» Your task: Count the lines in the data below that contain the word "head", and give only that number.

(Excerpts of bounding box data)
::::::

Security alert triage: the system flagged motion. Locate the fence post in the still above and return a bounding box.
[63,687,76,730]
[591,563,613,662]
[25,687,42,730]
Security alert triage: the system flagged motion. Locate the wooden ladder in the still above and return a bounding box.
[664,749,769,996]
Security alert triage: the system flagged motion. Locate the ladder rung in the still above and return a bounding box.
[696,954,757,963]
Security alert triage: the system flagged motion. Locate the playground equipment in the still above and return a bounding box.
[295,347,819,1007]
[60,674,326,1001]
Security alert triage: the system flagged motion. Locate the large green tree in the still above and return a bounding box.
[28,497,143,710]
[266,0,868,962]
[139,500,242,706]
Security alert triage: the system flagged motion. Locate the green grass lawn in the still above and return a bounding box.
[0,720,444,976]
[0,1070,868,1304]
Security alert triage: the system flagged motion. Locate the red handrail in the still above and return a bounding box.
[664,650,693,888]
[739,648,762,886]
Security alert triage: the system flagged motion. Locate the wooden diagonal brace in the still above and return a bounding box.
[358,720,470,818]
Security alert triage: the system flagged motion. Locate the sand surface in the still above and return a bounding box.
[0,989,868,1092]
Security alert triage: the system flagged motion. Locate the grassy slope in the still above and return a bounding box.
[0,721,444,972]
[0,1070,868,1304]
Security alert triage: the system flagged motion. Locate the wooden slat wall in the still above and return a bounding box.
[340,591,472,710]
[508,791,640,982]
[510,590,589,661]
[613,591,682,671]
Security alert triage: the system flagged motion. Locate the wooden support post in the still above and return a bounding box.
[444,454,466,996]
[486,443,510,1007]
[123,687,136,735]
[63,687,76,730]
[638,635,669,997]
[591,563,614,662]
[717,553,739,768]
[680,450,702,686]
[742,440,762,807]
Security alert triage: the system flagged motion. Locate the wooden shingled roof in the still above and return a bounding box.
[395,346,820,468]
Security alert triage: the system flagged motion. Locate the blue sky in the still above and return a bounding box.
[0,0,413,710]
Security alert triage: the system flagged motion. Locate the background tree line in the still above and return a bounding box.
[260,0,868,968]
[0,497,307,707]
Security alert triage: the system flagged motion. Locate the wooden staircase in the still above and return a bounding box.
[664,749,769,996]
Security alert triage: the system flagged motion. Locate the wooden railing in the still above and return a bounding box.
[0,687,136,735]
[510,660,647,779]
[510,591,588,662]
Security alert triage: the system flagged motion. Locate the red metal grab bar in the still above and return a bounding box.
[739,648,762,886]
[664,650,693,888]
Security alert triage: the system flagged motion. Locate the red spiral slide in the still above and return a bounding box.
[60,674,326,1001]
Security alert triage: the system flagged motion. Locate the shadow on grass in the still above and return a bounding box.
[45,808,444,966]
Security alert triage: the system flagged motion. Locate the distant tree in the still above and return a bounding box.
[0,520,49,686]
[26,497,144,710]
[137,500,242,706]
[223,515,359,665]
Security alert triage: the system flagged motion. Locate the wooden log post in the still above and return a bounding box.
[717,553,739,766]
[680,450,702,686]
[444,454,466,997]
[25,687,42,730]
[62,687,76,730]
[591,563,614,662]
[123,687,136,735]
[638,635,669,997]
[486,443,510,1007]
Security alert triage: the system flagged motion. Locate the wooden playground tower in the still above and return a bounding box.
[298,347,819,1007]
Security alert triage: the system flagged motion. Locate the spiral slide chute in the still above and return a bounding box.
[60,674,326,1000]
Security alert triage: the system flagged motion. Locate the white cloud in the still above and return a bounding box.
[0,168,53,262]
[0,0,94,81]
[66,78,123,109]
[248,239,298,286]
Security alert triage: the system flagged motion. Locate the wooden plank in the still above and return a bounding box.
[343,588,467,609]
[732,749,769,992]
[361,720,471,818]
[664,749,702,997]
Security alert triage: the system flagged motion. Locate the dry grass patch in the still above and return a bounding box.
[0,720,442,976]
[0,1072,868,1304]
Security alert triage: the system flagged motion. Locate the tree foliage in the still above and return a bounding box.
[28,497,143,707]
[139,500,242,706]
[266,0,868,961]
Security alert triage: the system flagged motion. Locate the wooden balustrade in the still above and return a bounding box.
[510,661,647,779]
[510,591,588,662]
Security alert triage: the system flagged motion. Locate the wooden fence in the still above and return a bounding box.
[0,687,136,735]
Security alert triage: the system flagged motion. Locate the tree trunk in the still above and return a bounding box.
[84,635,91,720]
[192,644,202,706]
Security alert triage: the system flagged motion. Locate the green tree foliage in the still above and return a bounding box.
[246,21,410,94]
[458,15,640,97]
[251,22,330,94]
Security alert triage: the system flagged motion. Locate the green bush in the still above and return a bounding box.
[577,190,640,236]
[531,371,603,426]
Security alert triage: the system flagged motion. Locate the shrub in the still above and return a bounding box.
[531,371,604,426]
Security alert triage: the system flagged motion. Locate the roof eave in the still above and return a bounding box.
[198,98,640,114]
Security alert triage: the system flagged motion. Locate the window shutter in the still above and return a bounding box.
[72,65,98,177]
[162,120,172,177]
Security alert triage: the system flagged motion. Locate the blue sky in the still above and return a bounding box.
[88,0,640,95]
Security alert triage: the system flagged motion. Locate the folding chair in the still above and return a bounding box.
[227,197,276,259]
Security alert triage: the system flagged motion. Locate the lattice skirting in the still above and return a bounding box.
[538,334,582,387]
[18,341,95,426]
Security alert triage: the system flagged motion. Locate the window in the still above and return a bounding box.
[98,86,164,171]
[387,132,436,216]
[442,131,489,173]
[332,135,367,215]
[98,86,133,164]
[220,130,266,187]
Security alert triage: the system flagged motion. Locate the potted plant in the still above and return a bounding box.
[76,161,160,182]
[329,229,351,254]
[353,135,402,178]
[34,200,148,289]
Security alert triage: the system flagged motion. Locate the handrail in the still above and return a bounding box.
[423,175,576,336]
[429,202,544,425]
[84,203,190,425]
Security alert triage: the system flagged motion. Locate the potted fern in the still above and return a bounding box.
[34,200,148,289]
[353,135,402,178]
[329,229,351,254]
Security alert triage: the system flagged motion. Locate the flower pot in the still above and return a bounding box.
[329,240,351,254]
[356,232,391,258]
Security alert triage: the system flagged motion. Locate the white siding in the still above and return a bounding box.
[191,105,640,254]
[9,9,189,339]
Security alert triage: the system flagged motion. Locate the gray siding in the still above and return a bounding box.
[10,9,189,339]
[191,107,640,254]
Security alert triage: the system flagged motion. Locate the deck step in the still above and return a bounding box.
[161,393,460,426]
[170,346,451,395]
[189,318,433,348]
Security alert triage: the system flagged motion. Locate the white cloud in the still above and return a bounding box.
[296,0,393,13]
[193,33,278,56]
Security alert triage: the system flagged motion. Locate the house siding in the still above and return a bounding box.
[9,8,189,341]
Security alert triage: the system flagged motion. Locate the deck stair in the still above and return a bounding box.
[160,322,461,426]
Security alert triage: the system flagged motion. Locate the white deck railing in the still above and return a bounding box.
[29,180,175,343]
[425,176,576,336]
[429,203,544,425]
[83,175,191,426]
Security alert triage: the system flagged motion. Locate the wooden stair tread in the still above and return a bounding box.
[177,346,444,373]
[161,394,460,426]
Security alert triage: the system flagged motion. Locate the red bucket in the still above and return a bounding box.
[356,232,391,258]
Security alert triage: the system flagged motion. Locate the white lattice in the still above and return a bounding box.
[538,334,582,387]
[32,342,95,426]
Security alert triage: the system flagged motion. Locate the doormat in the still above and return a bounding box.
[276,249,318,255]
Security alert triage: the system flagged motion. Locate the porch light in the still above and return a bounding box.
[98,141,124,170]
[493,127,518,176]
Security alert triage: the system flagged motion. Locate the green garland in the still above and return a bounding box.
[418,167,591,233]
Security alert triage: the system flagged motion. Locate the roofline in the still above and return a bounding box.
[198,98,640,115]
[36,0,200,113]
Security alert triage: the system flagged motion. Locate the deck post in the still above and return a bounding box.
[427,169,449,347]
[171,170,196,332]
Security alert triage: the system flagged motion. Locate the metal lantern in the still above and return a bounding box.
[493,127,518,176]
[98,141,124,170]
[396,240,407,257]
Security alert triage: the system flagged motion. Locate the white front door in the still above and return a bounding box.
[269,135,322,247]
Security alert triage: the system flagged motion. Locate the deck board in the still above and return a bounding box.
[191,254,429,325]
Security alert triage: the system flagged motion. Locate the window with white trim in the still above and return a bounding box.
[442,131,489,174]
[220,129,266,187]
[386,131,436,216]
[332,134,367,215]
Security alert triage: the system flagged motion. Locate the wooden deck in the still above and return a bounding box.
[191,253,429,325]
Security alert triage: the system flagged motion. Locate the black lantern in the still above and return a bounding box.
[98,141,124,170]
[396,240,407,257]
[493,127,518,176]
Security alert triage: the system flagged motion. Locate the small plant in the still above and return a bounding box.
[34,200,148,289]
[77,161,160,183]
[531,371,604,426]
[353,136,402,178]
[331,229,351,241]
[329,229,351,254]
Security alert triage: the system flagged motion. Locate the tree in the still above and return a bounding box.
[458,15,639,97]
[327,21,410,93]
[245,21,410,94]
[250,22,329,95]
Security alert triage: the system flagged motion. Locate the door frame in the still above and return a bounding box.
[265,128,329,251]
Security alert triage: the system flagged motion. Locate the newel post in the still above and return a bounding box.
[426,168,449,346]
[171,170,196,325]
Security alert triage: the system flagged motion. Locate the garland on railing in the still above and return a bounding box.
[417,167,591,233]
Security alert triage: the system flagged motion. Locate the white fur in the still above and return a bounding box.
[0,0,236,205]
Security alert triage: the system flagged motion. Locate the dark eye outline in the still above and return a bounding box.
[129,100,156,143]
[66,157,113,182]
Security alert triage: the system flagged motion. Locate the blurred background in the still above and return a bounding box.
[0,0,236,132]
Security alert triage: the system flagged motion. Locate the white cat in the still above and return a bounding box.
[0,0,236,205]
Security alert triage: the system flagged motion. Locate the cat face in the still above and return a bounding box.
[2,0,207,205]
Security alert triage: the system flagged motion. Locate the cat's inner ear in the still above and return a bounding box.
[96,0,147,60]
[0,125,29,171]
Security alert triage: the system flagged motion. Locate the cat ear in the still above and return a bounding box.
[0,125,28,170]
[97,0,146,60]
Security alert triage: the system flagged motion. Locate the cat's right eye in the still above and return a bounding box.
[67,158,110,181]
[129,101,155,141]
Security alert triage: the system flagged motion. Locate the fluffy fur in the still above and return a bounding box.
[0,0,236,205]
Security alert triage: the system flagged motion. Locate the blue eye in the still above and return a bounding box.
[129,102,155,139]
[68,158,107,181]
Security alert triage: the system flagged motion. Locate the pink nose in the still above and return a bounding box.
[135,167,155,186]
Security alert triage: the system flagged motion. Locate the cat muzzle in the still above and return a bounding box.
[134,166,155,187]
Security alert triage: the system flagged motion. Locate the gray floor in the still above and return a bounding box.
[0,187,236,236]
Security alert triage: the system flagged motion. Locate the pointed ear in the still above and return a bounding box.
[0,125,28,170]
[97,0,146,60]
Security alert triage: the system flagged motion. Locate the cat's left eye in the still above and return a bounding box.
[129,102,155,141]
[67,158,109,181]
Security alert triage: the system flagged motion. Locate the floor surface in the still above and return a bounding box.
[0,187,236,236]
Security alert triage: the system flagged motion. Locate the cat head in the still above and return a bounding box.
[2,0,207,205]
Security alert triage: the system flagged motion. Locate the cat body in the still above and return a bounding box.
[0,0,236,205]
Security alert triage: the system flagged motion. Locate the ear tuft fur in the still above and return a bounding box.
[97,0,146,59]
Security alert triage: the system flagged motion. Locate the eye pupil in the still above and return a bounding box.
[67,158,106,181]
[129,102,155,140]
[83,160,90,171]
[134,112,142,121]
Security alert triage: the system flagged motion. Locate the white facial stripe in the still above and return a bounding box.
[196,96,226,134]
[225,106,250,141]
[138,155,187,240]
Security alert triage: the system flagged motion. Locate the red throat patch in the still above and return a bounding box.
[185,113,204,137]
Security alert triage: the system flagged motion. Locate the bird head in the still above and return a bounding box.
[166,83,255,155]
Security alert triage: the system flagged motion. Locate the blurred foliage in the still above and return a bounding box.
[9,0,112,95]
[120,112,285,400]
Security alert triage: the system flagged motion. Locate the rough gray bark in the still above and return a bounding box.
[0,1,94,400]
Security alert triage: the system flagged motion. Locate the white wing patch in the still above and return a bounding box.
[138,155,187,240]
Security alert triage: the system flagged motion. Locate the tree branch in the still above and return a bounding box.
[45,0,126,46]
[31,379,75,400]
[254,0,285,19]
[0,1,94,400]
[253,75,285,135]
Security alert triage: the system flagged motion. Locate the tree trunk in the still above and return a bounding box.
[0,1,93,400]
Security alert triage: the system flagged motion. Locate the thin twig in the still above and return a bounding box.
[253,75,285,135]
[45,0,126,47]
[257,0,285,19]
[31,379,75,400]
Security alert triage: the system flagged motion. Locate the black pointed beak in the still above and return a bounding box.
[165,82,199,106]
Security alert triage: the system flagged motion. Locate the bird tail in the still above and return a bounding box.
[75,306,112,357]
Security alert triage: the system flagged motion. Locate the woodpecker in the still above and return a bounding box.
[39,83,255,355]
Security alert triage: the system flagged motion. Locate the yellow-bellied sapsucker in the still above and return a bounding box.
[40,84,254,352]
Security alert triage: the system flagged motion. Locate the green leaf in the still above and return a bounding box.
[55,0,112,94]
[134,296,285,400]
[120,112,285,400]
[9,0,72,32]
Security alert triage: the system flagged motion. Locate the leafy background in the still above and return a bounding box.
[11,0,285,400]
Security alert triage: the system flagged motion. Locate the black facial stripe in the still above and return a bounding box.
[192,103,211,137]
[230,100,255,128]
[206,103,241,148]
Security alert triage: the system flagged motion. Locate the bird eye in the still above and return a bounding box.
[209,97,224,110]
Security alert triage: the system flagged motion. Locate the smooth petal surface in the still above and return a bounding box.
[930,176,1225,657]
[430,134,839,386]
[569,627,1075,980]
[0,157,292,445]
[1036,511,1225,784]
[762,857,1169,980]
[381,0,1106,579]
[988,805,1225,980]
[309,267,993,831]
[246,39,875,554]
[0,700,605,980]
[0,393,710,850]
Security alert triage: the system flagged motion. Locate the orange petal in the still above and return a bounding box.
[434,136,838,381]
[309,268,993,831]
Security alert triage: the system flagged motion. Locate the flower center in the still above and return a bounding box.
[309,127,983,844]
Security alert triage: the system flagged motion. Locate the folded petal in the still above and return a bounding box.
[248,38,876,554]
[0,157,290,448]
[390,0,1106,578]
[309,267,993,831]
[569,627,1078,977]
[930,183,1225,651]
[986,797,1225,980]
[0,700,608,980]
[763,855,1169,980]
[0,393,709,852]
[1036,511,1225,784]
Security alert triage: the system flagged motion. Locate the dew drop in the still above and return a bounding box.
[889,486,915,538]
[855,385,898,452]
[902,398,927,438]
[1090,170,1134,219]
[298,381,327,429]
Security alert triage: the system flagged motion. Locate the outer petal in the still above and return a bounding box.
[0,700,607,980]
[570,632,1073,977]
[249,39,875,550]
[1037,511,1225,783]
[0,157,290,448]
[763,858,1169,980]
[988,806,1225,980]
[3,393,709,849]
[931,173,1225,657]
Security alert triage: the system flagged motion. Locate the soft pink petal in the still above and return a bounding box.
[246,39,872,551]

::::::

» Output below: 2